— BEGIN Extract —

In case you haven’t read your most recent copy of the Capital Ag Press, here’s the latest:

A court ruling that forces New York City to have a pollution discharge permit for drinking water the city pipes in from elsewhere may threaten irrigation systems in the West.

Let’s pause here for a moment for the uninitiated. A discharge permit is what you need to get if you’re discharging pollutants to the environment. Back in the 70s when the Clean Water Act went into effect, this was a good thing. Industries and municipalities were dumping all sorts of nastiness into the nation’s waters - our waters - and it caused nasty things to happen, like the Cuyahoga River catching fire.

But that was long ago, and the big nasty pollutants and polluters are all under control. What’s not under control are environmentalists intent on using these laws to bring down our nation, so they came up with the idea of calling water a pollutant. If New York City buys water from upstate New York and puts it into its pipe, these guys want New York to have to consider that water a pollutant and get a discharge permit.

The ruling specifically relates to water transfers, something that happens literally thousands of times a year in Idaho and the West, says Scott Campbell, Boise attorney and chairman of the Water Quality Task Force for the National Water Resources Association.

— END Extract —
— BEGIN Material supplied —

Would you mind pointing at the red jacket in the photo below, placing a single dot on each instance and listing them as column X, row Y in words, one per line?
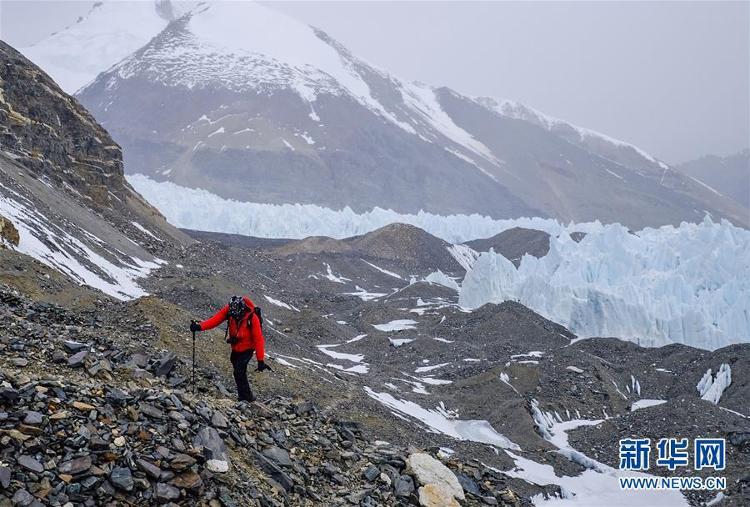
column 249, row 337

— END Material supplied —
— BEGIN Material supplied —

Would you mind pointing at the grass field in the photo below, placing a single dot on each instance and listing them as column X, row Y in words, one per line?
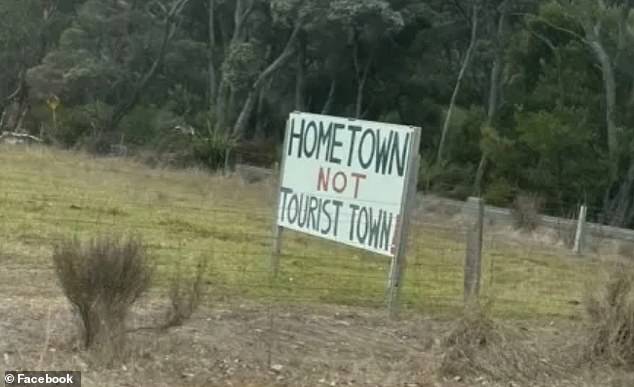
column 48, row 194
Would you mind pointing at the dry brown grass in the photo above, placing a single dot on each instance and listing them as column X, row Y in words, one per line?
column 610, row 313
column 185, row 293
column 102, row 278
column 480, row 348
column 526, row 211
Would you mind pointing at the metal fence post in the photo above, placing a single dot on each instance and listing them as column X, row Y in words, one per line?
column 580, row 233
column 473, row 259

— END Material supplied —

# Task to complete
Carry the article on the New York City discharge-permit ruling forward from its last sentence.

# Task output
Irrigation canals and ditches are specifically exempt from regulation under the Clean Water Act, but that may change if the court ruling stands, Campbell said. …

“That ruling is literally costing New York City millions of dollars,” Campbell said.

And why should they have to pay? Is there evidence that this transferred water has ever made anyone sick? No, of course not; it’s not a pollutant. But by mincing the letter of the law and finding a judge who apparently recently escaped the insane asylum, the enviros prevailed.

“There are a lot of other states with massive water transfer systems, such as Colorado, which pipes water from the West Slope of the Rockies to its eastern plains. That water moves through pipes and lakes. If the state is required to have a National Pollution Discharge Elimination System permit, we’re talking billions and billions of dollars. In some instances, there’s no way the water could be treated.”

California could find itself in a similar situation, given a massive water transfer system there that conveys water from the northern to the southern part of the state, he said.

Read more from the Capital Ag Press by clicking here.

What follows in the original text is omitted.